### DOCUMENT SECTION ###

How AI could limit gadolinium use when treating MS
Deep learning (DL) can predict and enhance MS lesions on unenhanced MRI scans, according to a new study published in Radiology. These findings suggest MS patients may someday be treated without the use of gadolinium-based contrast agents (GBCAs).
“There are concerns about GBCA administration, including nephrogenic systemic fibrosis in patients with renal compromise and long-term gadolinium deposition in various tissues,” wrote lead author Ponnada A. Narayana, PhD, MSc, University of Texas Health Science Center in Houston, and colleagues. “This is particularly a concern in patients with MS, who undergo frequent imaging with GBCA administration for regular clinical follow-up, which may result in higher cumulative gadolinium deposition in tissues.”
The team’s DL model included two networks, a convolutional neural network (CNN) that scanned all 2D slices for possible contrast enhancement and a fully connected network that created a participant-wise prediction.
The authors then performed a prospective analysis of MRI data from more than 1,000 adult patients with relapsing-remitting MS who were recruited to participate in a multicenter phase III clinical trial from 2005 to 2009. Sixty-eight different facilities contributed to the original dataset.

###

REQUIRED WORK:
a - Decide whether each of the following statements agrees with the article on AI and gadolinium use in MS, answering yes or no and quoting the words of the article that decide it: (i) the team's deep learning model was made up of two networks; (ii) the study appeared in Radiology; (iii) fewer than fifty facilities contributed to the original dataset.
b - Resume the article on AI and gadolinium use in MS from its final sentence, keeping its formal tone.

### EXCERPTED RECORDS ###

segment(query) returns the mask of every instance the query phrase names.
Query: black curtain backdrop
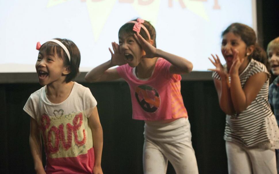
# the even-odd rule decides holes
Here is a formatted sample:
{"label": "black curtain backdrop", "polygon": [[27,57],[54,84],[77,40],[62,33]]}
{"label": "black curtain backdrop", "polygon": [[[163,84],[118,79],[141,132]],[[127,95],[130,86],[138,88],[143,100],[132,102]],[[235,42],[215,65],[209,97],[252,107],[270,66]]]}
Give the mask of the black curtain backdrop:
{"label": "black curtain backdrop", "polygon": [[[90,88],[98,102],[104,131],[104,173],[142,173],[144,122],[132,119],[128,84],[81,83]],[[219,108],[213,81],[183,81],[181,86],[200,173],[226,173],[225,115]],[[36,83],[0,85],[1,110],[6,116],[1,117],[1,173],[34,172],[29,146],[30,117],[22,108],[30,94],[41,87]],[[169,164],[167,173],[175,173]]]}
{"label": "black curtain backdrop", "polygon": [[[266,49],[268,42],[279,36],[279,1],[257,2],[258,36]],[[144,122],[132,119],[127,84],[78,82],[89,87],[98,102],[104,132],[104,173],[142,173]],[[41,87],[37,83],[0,82],[0,173],[35,173],[29,145],[30,116],[22,108],[30,94]],[[219,107],[213,81],[182,81],[181,93],[200,173],[228,173],[223,139],[225,114]],[[169,166],[167,173],[175,173]]]}

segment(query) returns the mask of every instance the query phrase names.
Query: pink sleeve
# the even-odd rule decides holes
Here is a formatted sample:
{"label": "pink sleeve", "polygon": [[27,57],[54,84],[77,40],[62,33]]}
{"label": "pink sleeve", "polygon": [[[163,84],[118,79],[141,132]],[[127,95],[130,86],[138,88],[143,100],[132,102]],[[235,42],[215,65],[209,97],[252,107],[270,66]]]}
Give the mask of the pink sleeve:
{"label": "pink sleeve", "polygon": [[171,64],[166,60],[163,59],[158,64],[159,65],[160,73],[163,74],[164,76],[167,79],[171,78],[175,82],[181,80],[181,76],[180,74],[171,74],[169,72],[169,68]]}
{"label": "pink sleeve", "polygon": [[119,75],[120,76],[120,77],[124,79],[125,79],[125,75],[126,74],[125,72],[126,71],[126,69],[125,68],[125,66],[127,64],[125,64],[121,65],[116,68],[116,70],[117,71],[117,72],[118,73]]}

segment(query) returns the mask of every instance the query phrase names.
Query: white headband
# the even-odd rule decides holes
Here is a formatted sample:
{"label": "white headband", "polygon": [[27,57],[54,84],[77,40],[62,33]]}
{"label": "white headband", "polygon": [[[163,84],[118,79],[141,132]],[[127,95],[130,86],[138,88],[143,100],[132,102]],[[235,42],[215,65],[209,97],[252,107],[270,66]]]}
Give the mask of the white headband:
{"label": "white headband", "polygon": [[69,61],[70,62],[71,61],[71,56],[70,56],[70,53],[69,52],[69,51],[68,50],[68,49],[67,49],[66,46],[62,42],[56,39],[51,39],[51,40],[49,40],[47,42],[55,42],[60,45],[60,46],[62,47],[62,48],[63,48],[64,50],[66,52],[66,54],[67,54],[67,55],[68,56],[68,58],[69,58]]}

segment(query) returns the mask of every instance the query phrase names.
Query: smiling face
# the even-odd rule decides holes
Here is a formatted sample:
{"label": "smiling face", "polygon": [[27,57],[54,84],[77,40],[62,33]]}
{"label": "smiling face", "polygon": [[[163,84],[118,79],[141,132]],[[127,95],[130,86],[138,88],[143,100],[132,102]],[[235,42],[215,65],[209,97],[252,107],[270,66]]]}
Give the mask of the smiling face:
{"label": "smiling face", "polygon": [[275,75],[279,75],[279,48],[269,49],[267,53],[271,72]]}
{"label": "smiling face", "polygon": [[232,49],[236,49],[239,52],[238,56],[240,59],[247,58],[246,54],[250,54],[251,51],[247,50],[245,43],[240,36],[229,32],[223,36],[221,50],[227,62],[228,69],[230,69],[233,62],[233,55]]}
{"label": "smiling face", "polygon": [[65,81],[68,69],[64,66],[62,58],[55,52],[54,54],[47,54],[40,51],[36,64],[39,83],[44,86]]}
{"label": "smiling face", "polygon": [[144,51],[133,35],[123,34],[119,38],[120,50],[124,54],[126,61],[130,66],[136,67],[140,62]]}

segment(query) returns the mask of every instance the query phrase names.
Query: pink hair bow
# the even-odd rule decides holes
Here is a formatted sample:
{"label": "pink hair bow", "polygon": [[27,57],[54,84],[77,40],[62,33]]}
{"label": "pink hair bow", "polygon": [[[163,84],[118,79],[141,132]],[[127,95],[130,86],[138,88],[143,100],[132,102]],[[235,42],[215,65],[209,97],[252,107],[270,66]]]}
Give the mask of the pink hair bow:
{"label": "pink hair bow", "polygon": [[40,48],[41,48],[41,43],[40,43],[40,42],[37,42],[37,45],[36,45],[36,49],[37,50],[39,50]]}
{"label": "pink hair bow", "polygon": [[133,28],[133,30],[136,32],[140,32],[140,29],[142,28],[141,24],[144,22],[144,20],[143,19],[138,18],[137,19],[137,22],[135,24],[134,27]]}

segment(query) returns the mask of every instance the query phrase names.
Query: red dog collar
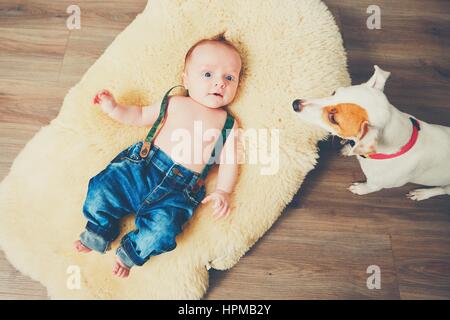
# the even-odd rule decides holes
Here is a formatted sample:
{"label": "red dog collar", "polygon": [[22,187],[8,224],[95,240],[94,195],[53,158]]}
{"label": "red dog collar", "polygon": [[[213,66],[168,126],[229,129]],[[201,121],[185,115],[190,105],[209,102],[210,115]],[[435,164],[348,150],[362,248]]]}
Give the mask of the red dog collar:
{"label": "red dog collar", "polygon": [[[370,159],[375,159],[375,160],[392,159],[392,158],[401,156],[402,154],[408,152],[412,147],[414,147],[414,145],[416,144],[416,141],[417,141],[417,137],[419,136],[420,124],[414,118],[410,117],[409,120],[411,120],[412,125],[413,125],[413,133],[411,135],[411,139],[409,139],[409,142],[407,144],[405,144],[400,149],[400,151],[398,151],[396,153],[391,153],[391,154],[371,153],[371,154],[368,154],[367,157]],[[361,156],[361,157],[366,158],[366,156]]]}

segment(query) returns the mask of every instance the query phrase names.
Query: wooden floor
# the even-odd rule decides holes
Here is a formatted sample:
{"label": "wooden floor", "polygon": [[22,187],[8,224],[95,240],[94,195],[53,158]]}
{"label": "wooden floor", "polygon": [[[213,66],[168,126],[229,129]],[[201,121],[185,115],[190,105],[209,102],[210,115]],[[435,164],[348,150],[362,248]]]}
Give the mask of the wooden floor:
{"label": "wooden floor", "polygon": [[[0,2],[0,179],[25,143],[53,119],[79,81],[146,0],[87,1],[81,30],[65,27],[73,1]],[[450,2],[376,1],[382,29],[368,30],[372,0],[325,0],[341,28],[354,83],[373,64],[400,110],[450,126]],[[449,299],[450,197],[413,202],[407,185],[359,197],[353,158],[320,144],[320,162],[265,236],[231,270],[210,272],[207,299]],[[368,266],[381,270],[369,290]],[[42,299],[46,290],[0,252],[0,298]]]}

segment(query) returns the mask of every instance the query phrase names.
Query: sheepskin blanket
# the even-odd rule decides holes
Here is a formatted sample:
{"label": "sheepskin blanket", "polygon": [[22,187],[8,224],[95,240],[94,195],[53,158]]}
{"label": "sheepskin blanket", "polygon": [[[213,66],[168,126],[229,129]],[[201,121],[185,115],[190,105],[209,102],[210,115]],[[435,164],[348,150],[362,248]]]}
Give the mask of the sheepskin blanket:
{"label": "sheepskin blanket", "polygon": [[[105,255],[76,253],[72,243],[86,223],[82,205],[89,179],[149,128],[115,122],[92,98],[107,88],[121,103],[153,103],[181,83],[191,45],[222,32],[245,66],[238,96],[228,107],[244,146],[233,210],[227,219],[215,220],[211,203],[201,205],[175,250],[133,268],[126,280],[116,278],[111,268],[119,240]],[[235,265],[316,163],[316,143],[324,132],[299,122],[292,100],[349,83],[341,35],[318,0],[149,1],[12,164],[0,185],[1,248],[54,299],[200,299],[208,269]],[[216,177],[217,166],[207,193]],[[134,216],[124,221],[122,235],[133,221]]]}

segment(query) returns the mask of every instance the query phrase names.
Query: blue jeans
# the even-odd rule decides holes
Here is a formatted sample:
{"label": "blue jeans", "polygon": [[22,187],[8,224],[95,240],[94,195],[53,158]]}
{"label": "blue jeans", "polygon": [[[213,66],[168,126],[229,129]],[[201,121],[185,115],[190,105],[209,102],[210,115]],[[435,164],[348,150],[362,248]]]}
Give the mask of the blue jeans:
{"label": "blue jeans", "polygon": [[89,180],[83,206],[88,223],[80,240],[101,253],[118,237],[120,219],[136,214],[136,229],[122,238],[116,251],[129,268],[175,249],[176,236],[206,193],[204,185],[196,187],[199,173],[174,162],[155,145],[142,158],[142,144],[120,152]]}

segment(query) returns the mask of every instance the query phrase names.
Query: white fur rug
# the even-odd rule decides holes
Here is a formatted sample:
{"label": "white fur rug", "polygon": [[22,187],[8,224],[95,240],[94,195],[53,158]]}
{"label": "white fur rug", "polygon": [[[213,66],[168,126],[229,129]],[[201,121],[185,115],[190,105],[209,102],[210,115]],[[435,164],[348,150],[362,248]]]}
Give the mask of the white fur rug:
{"label": "white fur rug", "polygon": [[[89,178],[143,139],[148,128],[114,122],[92,98],[108,88],[123,103],[154,102],[181,83],[189,47],[223,31],[245,64],[229,110],[244,132],[266,130],[276,138],[273,130],[278,130],[279,146],[273,150],[278,163],[261,163],[264,158],[251,163],[255,141],[250,142],[229,218],[215,221],[211,205],[201,206],[174,251],[133,268],[127,280],[114,278],[118,242],[106,255],[76,254],[72,243],[86,223],[82,204]],[[0,185],[1,247],[18,270],[47,287],[51,298],[199,299],[208,288],[208,268],[234,266],[316,163],[323,132],[295,119],[292,100],[326,95],[349,83],[341,35],[318,0],[149,1],[68,92],[58,117],[14,161]],[[264,150],[262,140],[258,147]],[[216,176],[217,168],[207,180],[208,192]],[[132,224],[133,217],[122,234]]]}

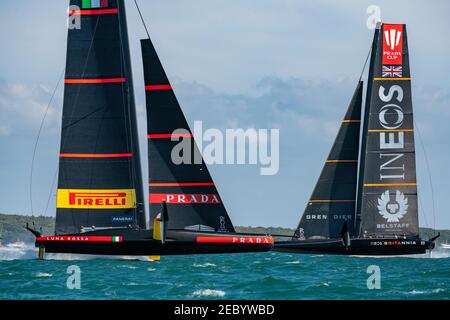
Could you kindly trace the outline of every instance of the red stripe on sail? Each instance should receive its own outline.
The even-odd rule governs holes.
[[[188,194],[188,193],[151,193],[150,203],[167,204],[221,204],[218,194]]]
[[[170,84],[154,84],[145,86],[145,91],[157,91],[157,90],[172,90]]]
[[[104,79],[65,79],[66,84],[97,84],[97,83],[123,83],[125,78],[104,78]]]
[[[71,10],[70,16],[93,16],[99,14],[118,14],[118,9],[97,9],[97,10]]]
[[[197,237],[197,243],[273,244],[272,237]]]
[[[149,187],[214,187],[214,182],[152,182]]]
[[[192,138],[192,133],[153,133],[148,134],[149,139]]]
[[[60,158],[131,158],[132,153],[61,153]]]

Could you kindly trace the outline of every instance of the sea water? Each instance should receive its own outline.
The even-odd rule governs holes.
[[[0,249],[0,299],[450,298],[450,250],[377,258],[275,252],[160,261],[36,256],[32,246]]]

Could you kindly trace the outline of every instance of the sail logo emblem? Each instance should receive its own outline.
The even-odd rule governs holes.
[[[403,25],[385,24],[383,33],[383,64],[401,65],[403,52]]]
[[[72,190],[59,189],[57,207],[61,209],[129,209],[136,204],[134,189]]]
[[[408,211],[408,198],[397,190],[395,199],[391,199],[389,190],[378,198],[378,212],[387,222],[399,222]]]
[[[220,204],[222,201],[218,194],[150,194],[150,203],[167,204]]]
[[[224,216],[220,216],[219,217],[219,223],[220,223],[220,228],[219,228],[219,232],[227,232],[227,227],[226,227],[226,220]]]

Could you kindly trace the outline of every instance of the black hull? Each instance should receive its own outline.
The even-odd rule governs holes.
[[[110,233],[110,234],[108,234]],[[151,238],[151,231],[122,231],[121,242],[87,242],[87,241],[57,241],[63,239],[85,239],[86,237],[116,236],[117,230],[108,232],[85,233],[68,236],[50,236],[38,238],[36,247],[43,246],[47,253],[90,254],[90,255],[118,255],[118,256],[162,256],[188,254],[220,254],[240,252],[265,252],[273,248],[270,237],[255,237],[242,234],[223,234],[211,232],[169,231],[164,244]],[[237,239],[229,243],[199,243],[198,237]],[[248,242],[248,239],[263,239],[261,243]],[[242,241],[247,239],[247,241]],[[264,242],[264,239],[268,242]]]
[[[293,240],[275,242],[274,251],[306,254],[397,256],[423,254],[432,244],[418,238],[351,239],[347,248],[342,240]]]

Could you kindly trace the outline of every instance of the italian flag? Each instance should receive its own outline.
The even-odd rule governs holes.
[[[115,236],[115,237],[112,237],[112,242],[122,242],[122,237],[119,237],[119,236]]]
[[[83,0],[83,9],[106,8],[108,0]]]

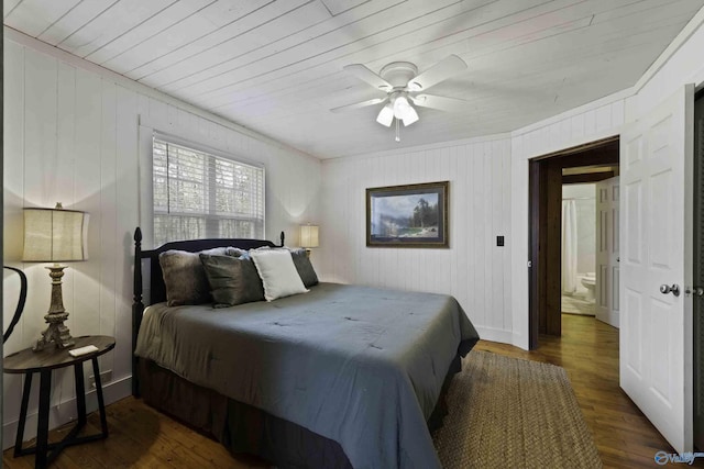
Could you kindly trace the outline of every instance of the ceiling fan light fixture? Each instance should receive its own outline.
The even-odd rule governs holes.
[[[392,122],[394,121],[394,105],[389,102],[378,112],[376,116],[376,122],[380,124],[391,127]]]

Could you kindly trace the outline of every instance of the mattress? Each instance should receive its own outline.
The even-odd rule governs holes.
[[[428,426],[479,339],[452,297],[320,283],[233,308],[147,308],[135,354],[338,442],[353,467],[440,467]]]

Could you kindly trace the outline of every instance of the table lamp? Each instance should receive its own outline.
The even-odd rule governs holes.
[[[318,247],[318,225],[300,225],[300,247],[306,248],[306,255],[310,257],[310,248]]]
[[[33,347],[42,350],[51,343],[58,348],[73,346],[74,339],[64,321],[68,312],[64,309],[62,277],[68,266],[59,263],[88,259],[88,219],[86,212],[64,210],[61,203],[55,209],[24,209],[25,263],[54,263],[47,266],[52,278],[52,297],[48,313],[44,316],[48,327]]]

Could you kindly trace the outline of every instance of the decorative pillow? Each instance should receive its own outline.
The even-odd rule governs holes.
[[[251,250],[250,256],[262,278],[266,301],[308,291],[300,280],[290,252],[286,249]]]
[[[300,280],[302,280],[306,288],[318,284],[316,269],[312,268],[312,264],[310,264],[310,258],[306,254],[306,249],[302,247],[299,249],[292,249],[290,256],[294,258],[294,266],[296,266]]]
[[[264,300],[262,280],[246,254],[240,257],[201,254],[200,261],[216,308]]]
[[[202,253],[223,256],[224,252],[224,247],[216,247]],[[160,254],[158,263],[162,266],[162,275],[166,286],[166,303],[169,306],[212,301],[208,278],[200,264],[199,254],[175,249]]]
[[[224,254],[232,257],[246,256],[246,249],[240,249],[239,247],[228,246],[224,249]]]

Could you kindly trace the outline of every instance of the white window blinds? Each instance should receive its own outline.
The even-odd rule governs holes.
[[[264,168],[154,137],[154,245],[264,238]]]

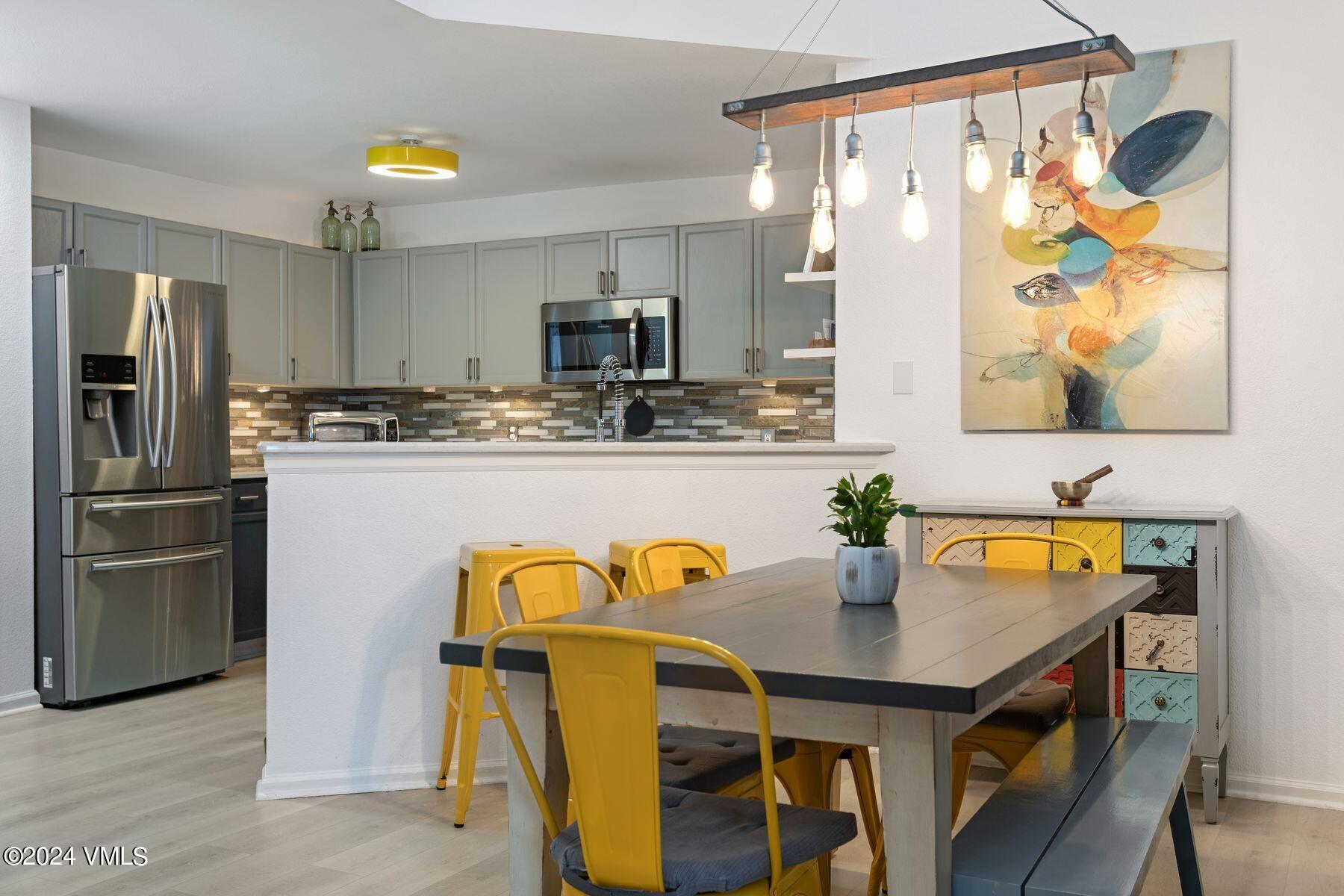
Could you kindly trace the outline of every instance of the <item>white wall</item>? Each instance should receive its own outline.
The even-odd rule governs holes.
[[[32,148],[32,193],[309,246],[324,214],[321,197],[286,199],[48,146]]]
[[[1073,4],[1097,7],[1099,4]],[[1339,345],[1340,117],[1318,89],[1335,59],[1304,34],[1322,20],[1219,0],[1134,0],[1091,24],[1136,52],[1234,40],[1231,429],[1218,434],[972,434],[960,429],[960,105],[919,110],[915,159],[933,232],[899,232],[907,113],[860,118],[872,192],[840,208],[836,439],[896,443],[891,472],[919,497],[1048,498],[1051,480],[1111,463],[1102,501],[1232,504],[1230,790],[1344,807],[1344,575],[1335,513],[1344,442]],[[1301,8],[1301,7],[1300,7]],[[1043,7],[926,5],[887,62],[837,81],[1067,40]],[[1083,12],[1089,17],[1090,11]],[[976,21],[974,28],[964,27]],[[880,23],[875,23],[880,27]],[[996,157],[996,167],[1004,160]],[[996,188],[1001,189],[999,168]],[[915,394],[891,394],[891,361],[913,359]]]
[[[0,712],[38,705],[32,689],[32,168],[30,109],[0,99]]]
[[[700,224],[767,215],[806,212],[812,207],[812,171],[774,175],[774,206],[758,212],[747,204],[751,145],[743,132],[742,176],[661,180],[645,184],[587,187],[456,203],[398,206],[379,215],[383,247],[446,246],[519,239],[593,230]]]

###

PER-TASK ANSWERS:
a -
(i) Yes: "The team’s DL model included two networks"
(ii) Yes: "according to a new study published in Radiology"
(iii) No: "Sixty-eight different facilities contributed to the original dataset."

b -
Overall, at least one enhancing lesion was detected in 519 study participants. Averaging a total of five test sets, Narayana et al. wrote that the sensitivity of their model for slice-wise prediction was 78% and the specificity for slice-wise prediction was 73%. The sensitivity and specificity for participant-wise prediction were 72% and 70%, respectively.
“The reduced accuracy for participant-wise prediction (70% compared with slice-wise accuracy of 75%) is not surprising; errors in slice-wise predictions are amplified and may completely alter the prediction of patients without enhancing lesions (resulting in a false-positive result) or patients with a single enhancing lesion (resulting in a false-negative result),” the authors explained.
Also, the average area under the ROC curve (AUC) for slice-wise prediction was 0.82. For participant-wise prediction, the AUC was 0.75. These findings, the team wrote, show that DL could someday make the use of GBCAs for the identification of enhancing lesions unnecessary—but more work still needs to be done.
“It is anticipated that inclusion of other MRI sequences could further improve DL performance,” the authors concluded. “This will be necessary before DL is accepted as a viable alternative to GBCAs for identifying enhancing lesions in MS.”